Intrusion detection & prevention system
Introduction
Basic definations
- Intrusion: access into the system without permission.
- Evidence:
- System logs are short and missing.
- The performance of the system is low, or work not correctly.
- Crash or reboot (hard to detect).
- Detect: track, analyze, and know the evidence.
- IDS: Intrusion Detect System - an automatic system that detects, and analyzes attacks, is suited for testing system.
- IPS: Instrusion Prevent System - has all functions of IDS but it can be used for stop service, which is suit for the product. Moreover, IDS/IPS are the same system but have different functions, so IPS with removing prevent function can be used as IDS and vice versa.
- IDPS can be known as a system with IDS and IPS.
- DPI (Deep packet inspection): analyze secure requests in IDPS.
- Network zone:
- External zone: not belong to the organization.
- DMZ: belong to the organization being accessed from outside.
- Server farm: belong to the organization, only access from local.
- Internal zone: local machine.
══════════════════════════════
§ WHAT TO WORK ON
1. In the notes on intrusion detection and prevention, which network zone belongs to the organization and can be accessed only from local machines?
2. Extend the intrusion detection and prevention notes with the section that would come after the list of network zones.

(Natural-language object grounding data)
══════════════════════════════
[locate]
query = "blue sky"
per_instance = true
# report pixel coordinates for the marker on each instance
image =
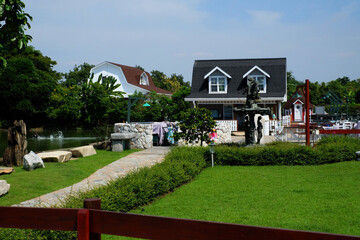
(320, 39)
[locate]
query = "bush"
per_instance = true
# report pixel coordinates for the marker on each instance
(329, 150)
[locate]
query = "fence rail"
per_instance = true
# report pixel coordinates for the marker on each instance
(91, 223)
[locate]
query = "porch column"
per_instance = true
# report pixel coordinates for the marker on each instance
(279, 110)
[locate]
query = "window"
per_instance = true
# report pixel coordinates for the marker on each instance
(261, 79)
(228, 112)
(217, 84)
(144, 79)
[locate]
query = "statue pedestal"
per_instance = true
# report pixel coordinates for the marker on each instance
(250, 128)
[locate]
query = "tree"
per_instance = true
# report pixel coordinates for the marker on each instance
(65, 105)
(13, 23)
(26, 85)
(78, 76)
(196, 124)
(172, 84)
(98, 100)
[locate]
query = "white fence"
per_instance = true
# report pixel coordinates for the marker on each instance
(233, 124)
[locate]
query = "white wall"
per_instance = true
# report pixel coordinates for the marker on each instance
(108, 69)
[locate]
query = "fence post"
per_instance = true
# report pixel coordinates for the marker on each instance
(93, 203)
(83, 227)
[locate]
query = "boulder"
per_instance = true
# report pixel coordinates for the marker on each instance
(4, 187)
(32, 161)
(83, 151)
(55, 156)
(6, 170)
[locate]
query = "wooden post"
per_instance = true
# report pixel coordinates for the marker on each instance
(93, 203)
(307, 102)
(83, 226)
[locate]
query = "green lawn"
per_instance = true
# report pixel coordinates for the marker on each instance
(26, 185)
(323, 198)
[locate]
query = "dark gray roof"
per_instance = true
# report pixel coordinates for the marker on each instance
(236, 68)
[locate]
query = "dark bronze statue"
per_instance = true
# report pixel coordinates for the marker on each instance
(259, 130)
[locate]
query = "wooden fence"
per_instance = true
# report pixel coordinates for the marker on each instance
(90, 223)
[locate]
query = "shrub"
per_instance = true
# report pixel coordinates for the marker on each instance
(329, 150)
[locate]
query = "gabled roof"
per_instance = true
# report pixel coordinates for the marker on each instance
(299, 95)
(256, 67)
(132, 75)
(237, 68)
(219, 69)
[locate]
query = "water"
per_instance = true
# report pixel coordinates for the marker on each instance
(53, 139)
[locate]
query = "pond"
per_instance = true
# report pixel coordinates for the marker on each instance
(54, 139)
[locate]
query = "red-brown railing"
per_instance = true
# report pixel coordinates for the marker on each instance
(90, 223)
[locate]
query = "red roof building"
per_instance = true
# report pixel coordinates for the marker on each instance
(131, 78)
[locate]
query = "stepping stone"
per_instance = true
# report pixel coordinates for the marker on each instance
(55, 156)
(4, 187)
(6, 170)
(83, 151)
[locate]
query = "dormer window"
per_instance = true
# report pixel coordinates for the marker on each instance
(144, 79)
(217, 84)
(261, 79)
(218, 80)
(259, 75)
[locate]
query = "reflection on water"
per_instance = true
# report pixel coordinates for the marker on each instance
(48, 140)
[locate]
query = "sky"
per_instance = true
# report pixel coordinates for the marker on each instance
(319, 38)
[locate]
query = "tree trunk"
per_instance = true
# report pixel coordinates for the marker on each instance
(17, 145)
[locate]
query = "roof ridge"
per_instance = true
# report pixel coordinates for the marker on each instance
(238, 59)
══════════════════════════════
§ PER-TASK ANSWERS
1. The server farm.

2.
Basic detecting techniques
- Signature-based (both NIDPS and HIDPS):
- Pros: depend on typical identity, using the known list of indicators of compromise (IOCs). Detecting known attacks quickly.
- Cons: slow or can not detect alternative attacks which are different from the given list.
- Anomaly-based (both NIDPS and HIDPS):
- Pros: depend on anomaly activities on the system, can detect attacks without any given list.
- Cons: percentage of misidentification is still high
- Specification-based (NIDPS):
- Pros: depend on the specification (standard) of the program or hardware as the point of reference, detect attacks quickly if they commit security policy.
- Cons: depend on the manufacturers, difficult to modify in advanced.
- Hybrid (NIDPS):
- Pros: using multiple above techniques to improve detecting speed.
- Cons: complicated, can be cost-ineffective.
- Heuristics-based (HIPDS):
- Pros: detect general features used by malware.
- Cons: hard or can not detect unique/new malware.
- Behavior-based (HIPDS):
- Pros: depend on suspect behavior.
- Cons: can be bypassed.
Notes: The difference of IDPS and AV(Anti Virus): IDPS is based on exploit (suite for system with multiple machines) and AV is based on file (suite for single machine, personal use).
IDPS has both open-source version and commercial version:
-
Open-source:
- Snort.
- Zeek (aka Bro).
- Suricata.
- Security Onion.
-
Commercial:
- Kaspersky IoT Infrastructure Security.
- Bitdefender GravityZone.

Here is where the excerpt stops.